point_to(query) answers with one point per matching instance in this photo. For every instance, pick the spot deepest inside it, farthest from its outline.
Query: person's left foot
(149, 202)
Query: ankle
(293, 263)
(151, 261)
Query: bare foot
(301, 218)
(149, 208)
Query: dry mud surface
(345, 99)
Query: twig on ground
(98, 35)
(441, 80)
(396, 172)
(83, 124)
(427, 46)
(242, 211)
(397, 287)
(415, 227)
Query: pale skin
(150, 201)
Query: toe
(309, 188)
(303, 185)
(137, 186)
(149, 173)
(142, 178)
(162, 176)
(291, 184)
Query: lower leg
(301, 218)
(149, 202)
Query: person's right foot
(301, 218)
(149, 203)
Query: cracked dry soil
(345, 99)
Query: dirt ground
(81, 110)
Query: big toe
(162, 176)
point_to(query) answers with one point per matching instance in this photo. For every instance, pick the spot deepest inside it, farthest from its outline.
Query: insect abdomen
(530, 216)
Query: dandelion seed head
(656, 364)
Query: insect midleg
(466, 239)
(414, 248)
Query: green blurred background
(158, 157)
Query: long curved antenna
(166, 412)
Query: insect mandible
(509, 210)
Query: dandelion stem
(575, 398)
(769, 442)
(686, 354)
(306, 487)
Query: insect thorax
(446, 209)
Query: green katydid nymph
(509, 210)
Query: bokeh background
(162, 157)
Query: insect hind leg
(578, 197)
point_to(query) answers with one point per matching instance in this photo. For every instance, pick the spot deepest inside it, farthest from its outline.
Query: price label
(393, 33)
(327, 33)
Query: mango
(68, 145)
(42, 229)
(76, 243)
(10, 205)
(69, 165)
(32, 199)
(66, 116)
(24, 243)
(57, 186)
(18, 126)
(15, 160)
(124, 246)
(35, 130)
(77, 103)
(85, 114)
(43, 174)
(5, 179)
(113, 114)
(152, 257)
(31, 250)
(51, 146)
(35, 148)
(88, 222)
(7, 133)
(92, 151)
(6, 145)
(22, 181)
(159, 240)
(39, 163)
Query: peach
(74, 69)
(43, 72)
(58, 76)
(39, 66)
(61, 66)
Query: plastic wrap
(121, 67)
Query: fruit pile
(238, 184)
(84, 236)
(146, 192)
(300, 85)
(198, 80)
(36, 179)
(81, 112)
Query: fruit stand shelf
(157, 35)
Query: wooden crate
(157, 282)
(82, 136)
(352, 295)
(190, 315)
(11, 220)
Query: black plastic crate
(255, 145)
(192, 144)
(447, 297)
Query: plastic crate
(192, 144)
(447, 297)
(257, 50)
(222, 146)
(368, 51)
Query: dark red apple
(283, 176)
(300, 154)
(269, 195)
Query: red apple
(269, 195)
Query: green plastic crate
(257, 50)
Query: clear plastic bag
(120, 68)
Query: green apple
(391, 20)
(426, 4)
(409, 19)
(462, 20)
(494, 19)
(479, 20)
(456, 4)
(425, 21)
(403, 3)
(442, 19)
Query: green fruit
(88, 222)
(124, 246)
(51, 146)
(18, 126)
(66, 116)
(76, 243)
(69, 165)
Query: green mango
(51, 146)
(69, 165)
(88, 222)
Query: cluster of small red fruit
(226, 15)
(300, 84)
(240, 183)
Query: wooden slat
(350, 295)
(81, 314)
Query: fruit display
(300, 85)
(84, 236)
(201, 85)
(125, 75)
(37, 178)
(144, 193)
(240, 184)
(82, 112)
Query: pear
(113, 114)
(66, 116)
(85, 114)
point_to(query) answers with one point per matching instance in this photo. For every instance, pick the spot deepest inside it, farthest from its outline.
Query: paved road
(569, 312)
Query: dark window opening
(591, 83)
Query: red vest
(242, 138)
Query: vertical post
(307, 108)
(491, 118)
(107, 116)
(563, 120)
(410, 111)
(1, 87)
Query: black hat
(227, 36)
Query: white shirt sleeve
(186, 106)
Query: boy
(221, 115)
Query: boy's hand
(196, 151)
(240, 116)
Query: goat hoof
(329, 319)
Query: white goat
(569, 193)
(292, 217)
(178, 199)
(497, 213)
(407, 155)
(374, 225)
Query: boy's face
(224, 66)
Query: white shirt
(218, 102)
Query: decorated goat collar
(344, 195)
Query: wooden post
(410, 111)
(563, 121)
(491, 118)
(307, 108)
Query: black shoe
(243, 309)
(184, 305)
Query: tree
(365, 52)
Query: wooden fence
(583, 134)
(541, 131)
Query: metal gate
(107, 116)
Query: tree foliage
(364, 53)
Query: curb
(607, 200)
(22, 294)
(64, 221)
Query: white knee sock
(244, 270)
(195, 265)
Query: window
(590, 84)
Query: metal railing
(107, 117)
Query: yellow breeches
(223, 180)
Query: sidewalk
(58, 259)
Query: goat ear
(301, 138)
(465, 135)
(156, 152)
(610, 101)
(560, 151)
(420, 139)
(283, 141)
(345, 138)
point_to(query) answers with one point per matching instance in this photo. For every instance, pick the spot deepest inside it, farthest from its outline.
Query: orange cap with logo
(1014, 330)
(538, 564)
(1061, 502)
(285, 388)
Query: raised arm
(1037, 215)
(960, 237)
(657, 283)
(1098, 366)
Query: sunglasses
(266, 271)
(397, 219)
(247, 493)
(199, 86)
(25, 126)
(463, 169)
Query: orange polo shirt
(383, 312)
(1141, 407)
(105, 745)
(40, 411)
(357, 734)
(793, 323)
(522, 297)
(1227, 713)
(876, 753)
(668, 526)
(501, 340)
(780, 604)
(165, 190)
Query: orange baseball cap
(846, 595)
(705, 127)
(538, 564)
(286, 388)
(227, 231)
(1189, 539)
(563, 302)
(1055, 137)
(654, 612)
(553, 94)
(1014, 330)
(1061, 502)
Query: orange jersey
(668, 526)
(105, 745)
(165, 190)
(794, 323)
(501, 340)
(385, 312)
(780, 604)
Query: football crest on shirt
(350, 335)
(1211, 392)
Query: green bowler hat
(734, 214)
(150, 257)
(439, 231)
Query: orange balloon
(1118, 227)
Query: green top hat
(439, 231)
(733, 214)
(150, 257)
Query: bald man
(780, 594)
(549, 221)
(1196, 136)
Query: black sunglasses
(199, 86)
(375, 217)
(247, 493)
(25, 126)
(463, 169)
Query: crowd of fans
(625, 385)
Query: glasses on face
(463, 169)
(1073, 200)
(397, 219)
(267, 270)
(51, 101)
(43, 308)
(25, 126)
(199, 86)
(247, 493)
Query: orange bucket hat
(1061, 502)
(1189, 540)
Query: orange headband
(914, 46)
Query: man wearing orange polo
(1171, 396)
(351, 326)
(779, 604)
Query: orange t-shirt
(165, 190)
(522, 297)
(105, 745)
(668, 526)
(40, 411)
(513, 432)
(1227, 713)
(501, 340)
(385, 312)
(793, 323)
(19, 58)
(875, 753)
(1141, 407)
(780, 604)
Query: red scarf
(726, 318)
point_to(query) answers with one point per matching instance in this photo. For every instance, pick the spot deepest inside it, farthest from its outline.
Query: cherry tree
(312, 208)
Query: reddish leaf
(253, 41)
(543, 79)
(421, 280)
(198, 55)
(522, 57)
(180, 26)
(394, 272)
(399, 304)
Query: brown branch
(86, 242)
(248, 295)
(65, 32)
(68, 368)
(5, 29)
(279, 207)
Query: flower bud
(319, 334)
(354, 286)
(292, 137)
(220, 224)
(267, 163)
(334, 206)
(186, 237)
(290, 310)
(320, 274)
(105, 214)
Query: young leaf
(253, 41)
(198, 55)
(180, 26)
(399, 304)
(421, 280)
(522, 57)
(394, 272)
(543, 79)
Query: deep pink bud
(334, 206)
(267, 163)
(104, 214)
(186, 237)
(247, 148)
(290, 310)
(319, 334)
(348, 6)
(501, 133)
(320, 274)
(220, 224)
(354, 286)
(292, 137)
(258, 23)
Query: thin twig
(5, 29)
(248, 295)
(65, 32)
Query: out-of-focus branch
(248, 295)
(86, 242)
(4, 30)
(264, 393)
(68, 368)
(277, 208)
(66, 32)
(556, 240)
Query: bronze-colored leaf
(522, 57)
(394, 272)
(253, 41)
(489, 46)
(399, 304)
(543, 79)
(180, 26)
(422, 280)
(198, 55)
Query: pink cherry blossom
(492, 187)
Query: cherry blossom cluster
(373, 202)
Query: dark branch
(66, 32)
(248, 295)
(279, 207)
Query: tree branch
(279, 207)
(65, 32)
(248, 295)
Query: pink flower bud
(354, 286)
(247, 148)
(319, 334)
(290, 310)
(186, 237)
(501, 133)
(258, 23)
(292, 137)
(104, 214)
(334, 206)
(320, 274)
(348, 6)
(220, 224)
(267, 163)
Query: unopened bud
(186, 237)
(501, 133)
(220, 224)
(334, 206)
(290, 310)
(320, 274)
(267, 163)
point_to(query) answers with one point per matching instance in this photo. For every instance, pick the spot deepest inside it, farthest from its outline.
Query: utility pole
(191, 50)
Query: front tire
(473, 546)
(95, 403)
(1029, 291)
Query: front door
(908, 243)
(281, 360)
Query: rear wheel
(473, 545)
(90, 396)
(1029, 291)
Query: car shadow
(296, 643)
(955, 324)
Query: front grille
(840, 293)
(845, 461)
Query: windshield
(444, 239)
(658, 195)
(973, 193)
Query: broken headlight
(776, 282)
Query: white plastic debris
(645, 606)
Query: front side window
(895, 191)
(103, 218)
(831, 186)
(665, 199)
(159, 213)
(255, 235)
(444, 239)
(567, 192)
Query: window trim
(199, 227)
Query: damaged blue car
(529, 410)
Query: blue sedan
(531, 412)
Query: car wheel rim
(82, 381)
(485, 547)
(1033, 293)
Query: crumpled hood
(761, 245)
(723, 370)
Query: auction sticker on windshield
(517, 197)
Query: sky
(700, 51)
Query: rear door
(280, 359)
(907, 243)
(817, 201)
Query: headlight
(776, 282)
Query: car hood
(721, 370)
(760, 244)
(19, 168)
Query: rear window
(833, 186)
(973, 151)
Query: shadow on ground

* * * * * * *

Starting with the line that contains "Query: deep pink bud" and going on through the end of the material, write those lines out again with every "windshield" changed to "windscreen" and everything else left as it is.

Query: deep pink bud
(334, 206)
(267, 163)
(104, 214)
(186, 237)
(247, 148)
(290, 310)
(319, 334)
(348, 6)
(501, 133)
(320, 274)
(220, 224)
(354, 286)
(292, 137)
(258, 23)
Query: thin twig
(5, 29)
(248, 295)
(65, 32)
Query: out-of-focus branch
(248, 295)
(86, 242)
(4, 30)
(264, 393)
(68, 368)
(277, 208)
(66, 32)
(556, 240)
Query: bronze-colored leaf
(522, 57)
(394, 272)
(253, 41)
(489, 46)
(399, 304)
(543, 79)
(180, 26)
(422, 280)
(198, 55)
Query: pink cherry blossom
(492, 187)
Query: cherry blossom cluster
(373, 202)
Query: dark branch
(66, 32)
(248, 295)
(279, 207)
Query: tree branch
(279, 207)
(65, 32)
(248, 295)
Query: pink flower bud
(354, 286)
(247, 148)
(319, 334)
(290, 310)
(186, 237)
(501, 133)
(258, 23)
(292, 137)
(104, 214)
(334, 206)
(320, 274)
(348, 6)
(220, 224)
(267, 163)
Query: unopened bud
(186, 237)
(501, 133)
(220, 224)
(334, 206)
(290, 310)
(320, 274)
(267, 163)
point_to(query) answers with one point per matching instance in this photo. For every instance, pick the spot deepest inside it, farthest from its outline.
Query: utility pole
(191, 50)
Query: front tire
(473, 546)
(95, 403)
(1029, 291)
Query: front door
(908, 243)
(281, 360)
Query: rear wheel
(473, 545)
(90, 396)
(1029, 291)
Query: car shadow
(296, 643)
(955, 324)
Query: front grille
(840, 293)
(845, 461)
Query: windscreen
(444, 239)
(658, 195)
(973, 193)
Query: broken headlight
(776, 282)
Query: white plastic debris
(645, 606)
Query: front side window
(895, 191)
(103, 218)
(831, 186)
(665, 199)
(159, 213)
(255, 235)
(444, 239)
(567, 192)
Query: window trim
(199, 227)
Query: damaged blue car
(529, 410)
Query: blue sedan
(531, 412)
Query: car wheel rim
(82, 381)
(485, 547)
(1033, 293)
Query: crumpled hood
(761, 245)
(723, 370)
Query: auction sticker on windscreen
(517, 197)
Query: sky
(700, 51)
Query: rear door
(280, 359)
(907, 243)
(817, 201)
Query: headlight
(776, 282)
Query: car hood
(721, 370)
(760, 244)
(19, 168)
Query: rear window
(833, 186)
(973, 151)
Query: shadow on ground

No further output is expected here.